[Work to complete] List every line in the entries below that contains the word "peach", with case significant.
[START Records provided]
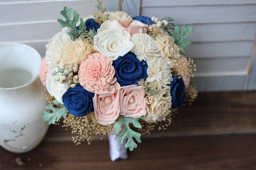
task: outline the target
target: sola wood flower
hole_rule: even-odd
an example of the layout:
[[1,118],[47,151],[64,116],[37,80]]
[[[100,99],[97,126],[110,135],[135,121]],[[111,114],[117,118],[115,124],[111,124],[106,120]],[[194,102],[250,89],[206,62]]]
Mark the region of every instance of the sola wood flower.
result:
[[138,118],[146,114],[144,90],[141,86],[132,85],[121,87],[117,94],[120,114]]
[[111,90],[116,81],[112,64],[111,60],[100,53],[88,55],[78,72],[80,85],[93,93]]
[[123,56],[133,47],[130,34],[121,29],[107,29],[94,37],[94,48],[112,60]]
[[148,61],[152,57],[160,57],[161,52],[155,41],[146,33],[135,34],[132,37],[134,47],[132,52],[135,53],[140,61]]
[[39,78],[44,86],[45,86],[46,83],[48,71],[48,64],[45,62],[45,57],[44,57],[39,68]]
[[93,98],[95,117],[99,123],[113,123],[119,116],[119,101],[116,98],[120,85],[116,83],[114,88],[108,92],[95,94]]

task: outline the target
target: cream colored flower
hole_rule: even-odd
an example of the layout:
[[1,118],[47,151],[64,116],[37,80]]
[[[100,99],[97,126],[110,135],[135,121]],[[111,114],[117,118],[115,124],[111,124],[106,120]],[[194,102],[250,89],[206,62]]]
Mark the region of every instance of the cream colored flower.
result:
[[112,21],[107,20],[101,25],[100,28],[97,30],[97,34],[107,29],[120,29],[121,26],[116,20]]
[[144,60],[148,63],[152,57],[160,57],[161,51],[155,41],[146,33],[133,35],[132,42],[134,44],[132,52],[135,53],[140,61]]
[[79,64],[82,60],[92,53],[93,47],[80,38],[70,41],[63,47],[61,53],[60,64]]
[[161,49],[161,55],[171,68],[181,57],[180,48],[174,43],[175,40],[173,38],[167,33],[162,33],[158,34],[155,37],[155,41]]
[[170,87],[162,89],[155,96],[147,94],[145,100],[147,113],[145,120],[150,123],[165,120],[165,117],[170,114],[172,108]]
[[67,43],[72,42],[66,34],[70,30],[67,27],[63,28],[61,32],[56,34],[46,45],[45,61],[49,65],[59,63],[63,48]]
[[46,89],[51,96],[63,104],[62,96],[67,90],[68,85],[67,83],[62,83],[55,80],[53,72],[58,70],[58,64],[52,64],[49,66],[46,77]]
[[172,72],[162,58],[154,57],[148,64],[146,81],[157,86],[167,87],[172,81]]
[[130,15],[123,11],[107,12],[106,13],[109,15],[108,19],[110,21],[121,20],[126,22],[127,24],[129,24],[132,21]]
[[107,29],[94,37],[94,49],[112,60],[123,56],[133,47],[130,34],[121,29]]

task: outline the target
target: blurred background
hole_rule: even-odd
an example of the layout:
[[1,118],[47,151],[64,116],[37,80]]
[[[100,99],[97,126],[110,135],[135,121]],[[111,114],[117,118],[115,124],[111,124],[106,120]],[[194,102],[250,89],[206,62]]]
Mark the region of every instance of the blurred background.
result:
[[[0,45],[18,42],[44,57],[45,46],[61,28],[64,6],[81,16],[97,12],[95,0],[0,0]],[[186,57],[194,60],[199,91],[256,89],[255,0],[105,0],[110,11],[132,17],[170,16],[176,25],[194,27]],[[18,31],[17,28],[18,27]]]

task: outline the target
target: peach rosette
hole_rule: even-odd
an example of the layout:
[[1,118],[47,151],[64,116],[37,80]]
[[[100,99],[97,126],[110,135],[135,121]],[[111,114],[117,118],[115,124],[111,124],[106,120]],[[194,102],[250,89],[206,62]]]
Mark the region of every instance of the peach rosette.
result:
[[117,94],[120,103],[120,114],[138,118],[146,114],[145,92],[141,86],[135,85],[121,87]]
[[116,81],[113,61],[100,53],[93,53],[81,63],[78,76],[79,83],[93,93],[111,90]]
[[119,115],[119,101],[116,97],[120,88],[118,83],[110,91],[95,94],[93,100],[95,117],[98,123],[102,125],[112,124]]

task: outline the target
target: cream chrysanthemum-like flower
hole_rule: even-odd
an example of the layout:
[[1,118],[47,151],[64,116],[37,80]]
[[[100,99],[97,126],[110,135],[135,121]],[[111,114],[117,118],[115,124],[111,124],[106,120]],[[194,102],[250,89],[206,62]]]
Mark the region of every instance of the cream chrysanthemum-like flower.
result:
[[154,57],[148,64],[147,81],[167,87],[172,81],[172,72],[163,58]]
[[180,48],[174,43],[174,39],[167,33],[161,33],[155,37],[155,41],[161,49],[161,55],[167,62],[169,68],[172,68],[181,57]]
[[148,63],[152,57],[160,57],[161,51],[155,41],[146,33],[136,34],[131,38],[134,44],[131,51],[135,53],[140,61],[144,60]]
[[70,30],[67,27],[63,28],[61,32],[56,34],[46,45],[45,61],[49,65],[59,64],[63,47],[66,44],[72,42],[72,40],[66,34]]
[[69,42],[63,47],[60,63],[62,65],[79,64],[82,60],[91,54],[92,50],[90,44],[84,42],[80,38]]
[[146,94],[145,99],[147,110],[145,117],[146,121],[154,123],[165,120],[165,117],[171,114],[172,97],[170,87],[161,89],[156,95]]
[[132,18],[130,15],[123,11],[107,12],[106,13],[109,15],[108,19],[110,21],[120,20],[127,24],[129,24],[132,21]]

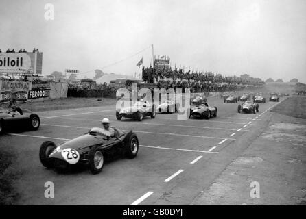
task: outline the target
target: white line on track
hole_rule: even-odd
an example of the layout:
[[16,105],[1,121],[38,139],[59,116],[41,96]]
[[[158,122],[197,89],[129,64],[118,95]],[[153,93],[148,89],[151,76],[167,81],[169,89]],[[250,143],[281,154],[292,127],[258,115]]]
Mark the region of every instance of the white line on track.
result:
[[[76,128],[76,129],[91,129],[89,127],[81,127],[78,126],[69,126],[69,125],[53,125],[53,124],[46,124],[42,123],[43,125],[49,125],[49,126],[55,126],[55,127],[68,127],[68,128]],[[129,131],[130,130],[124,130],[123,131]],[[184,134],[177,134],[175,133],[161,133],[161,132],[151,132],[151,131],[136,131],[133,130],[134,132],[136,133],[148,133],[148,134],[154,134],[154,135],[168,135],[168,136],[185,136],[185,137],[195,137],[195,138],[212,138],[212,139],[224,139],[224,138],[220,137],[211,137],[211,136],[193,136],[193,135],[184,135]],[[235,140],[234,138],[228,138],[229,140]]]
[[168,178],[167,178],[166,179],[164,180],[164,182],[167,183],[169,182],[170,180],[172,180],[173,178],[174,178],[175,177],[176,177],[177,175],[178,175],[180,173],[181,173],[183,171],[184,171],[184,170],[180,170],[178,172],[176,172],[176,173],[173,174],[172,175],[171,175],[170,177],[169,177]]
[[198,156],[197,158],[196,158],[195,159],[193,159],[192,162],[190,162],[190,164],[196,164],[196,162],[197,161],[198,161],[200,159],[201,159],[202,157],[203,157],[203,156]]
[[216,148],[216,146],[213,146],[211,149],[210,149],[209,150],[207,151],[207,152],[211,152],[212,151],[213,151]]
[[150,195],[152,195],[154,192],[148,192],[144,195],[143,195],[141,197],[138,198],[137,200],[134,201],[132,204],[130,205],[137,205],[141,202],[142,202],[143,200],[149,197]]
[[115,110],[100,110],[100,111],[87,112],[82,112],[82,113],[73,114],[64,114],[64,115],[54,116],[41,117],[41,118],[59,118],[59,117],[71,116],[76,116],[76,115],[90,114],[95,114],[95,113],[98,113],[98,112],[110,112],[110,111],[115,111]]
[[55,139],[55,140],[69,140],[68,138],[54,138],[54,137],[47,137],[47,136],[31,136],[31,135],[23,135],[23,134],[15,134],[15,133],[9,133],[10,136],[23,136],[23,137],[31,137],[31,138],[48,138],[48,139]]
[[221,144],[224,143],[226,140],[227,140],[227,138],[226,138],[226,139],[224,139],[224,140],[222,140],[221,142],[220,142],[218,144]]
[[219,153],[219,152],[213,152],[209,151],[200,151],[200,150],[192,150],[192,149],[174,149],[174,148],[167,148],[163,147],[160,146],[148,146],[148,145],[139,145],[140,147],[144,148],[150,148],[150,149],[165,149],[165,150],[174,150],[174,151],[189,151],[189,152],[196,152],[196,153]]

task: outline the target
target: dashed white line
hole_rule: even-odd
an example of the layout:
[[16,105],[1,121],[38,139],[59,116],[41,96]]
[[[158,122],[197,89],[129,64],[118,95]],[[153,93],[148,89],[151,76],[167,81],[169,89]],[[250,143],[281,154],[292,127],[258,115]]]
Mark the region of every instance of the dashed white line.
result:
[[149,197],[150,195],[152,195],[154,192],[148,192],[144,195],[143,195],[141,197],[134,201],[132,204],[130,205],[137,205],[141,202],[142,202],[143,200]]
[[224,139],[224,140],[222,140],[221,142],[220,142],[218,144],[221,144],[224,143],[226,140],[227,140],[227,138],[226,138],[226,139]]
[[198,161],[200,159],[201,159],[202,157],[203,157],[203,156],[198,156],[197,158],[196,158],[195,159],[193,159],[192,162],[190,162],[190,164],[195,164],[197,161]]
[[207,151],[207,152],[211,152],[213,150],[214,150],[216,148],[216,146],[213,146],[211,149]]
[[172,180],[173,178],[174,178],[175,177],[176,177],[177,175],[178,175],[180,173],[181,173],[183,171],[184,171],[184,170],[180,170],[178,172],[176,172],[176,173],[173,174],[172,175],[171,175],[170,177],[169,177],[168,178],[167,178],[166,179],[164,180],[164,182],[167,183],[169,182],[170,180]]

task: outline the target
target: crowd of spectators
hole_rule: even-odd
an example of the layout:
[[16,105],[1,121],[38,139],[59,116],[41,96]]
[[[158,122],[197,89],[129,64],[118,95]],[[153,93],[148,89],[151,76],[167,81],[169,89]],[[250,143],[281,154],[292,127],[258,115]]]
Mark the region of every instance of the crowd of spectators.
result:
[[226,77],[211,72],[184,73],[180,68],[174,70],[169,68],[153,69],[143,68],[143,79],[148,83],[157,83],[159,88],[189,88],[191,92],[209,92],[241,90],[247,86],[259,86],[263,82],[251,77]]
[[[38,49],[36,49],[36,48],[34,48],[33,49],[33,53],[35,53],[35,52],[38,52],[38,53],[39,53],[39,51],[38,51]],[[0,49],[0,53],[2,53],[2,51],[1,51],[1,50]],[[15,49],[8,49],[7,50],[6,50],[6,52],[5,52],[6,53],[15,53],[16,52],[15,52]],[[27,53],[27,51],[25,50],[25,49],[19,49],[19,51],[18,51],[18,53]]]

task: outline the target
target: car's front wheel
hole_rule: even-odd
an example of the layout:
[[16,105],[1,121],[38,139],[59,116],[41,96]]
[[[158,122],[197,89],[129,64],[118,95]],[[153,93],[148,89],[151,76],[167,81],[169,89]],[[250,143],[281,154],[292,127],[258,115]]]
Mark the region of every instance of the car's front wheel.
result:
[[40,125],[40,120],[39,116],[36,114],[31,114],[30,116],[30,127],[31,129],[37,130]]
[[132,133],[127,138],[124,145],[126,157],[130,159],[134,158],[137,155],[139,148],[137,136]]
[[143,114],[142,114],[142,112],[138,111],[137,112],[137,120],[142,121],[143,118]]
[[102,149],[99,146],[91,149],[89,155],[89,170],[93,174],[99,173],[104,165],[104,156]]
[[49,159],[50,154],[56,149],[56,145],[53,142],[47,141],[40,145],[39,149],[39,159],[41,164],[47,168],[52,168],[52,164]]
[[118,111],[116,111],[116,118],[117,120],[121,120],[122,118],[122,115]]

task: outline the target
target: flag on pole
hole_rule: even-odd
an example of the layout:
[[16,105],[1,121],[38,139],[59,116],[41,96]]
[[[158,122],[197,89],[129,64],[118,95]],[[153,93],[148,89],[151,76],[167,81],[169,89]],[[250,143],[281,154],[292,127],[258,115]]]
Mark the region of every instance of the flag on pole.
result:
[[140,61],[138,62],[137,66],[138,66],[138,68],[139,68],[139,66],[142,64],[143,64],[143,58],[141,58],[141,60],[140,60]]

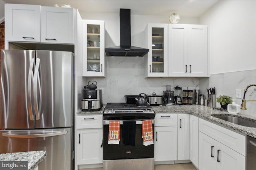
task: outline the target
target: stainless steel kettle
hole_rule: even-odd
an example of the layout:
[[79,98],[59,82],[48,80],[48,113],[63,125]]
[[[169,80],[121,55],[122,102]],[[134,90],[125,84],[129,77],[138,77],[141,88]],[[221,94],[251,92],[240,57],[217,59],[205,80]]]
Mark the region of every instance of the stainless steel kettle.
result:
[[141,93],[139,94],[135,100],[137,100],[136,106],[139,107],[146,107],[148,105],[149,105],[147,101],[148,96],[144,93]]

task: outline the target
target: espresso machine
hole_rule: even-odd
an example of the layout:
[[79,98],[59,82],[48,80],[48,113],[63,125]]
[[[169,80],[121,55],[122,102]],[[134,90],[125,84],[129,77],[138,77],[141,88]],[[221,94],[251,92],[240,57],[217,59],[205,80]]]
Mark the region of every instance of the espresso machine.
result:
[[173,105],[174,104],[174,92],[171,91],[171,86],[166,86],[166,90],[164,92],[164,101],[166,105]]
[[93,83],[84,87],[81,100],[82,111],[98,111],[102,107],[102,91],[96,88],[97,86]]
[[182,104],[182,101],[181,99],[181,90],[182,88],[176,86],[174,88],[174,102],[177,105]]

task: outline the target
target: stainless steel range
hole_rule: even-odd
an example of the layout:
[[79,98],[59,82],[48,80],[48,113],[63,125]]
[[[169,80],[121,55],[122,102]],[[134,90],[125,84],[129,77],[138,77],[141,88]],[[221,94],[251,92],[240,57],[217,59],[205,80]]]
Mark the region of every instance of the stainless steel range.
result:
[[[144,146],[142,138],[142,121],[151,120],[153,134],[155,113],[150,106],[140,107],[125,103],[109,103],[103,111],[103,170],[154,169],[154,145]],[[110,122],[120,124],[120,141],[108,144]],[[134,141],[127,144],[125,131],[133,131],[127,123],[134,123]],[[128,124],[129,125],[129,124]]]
[END Records provided]
[Written answer]
target: peach rosette
Mark the region of every instance of the peach rosette.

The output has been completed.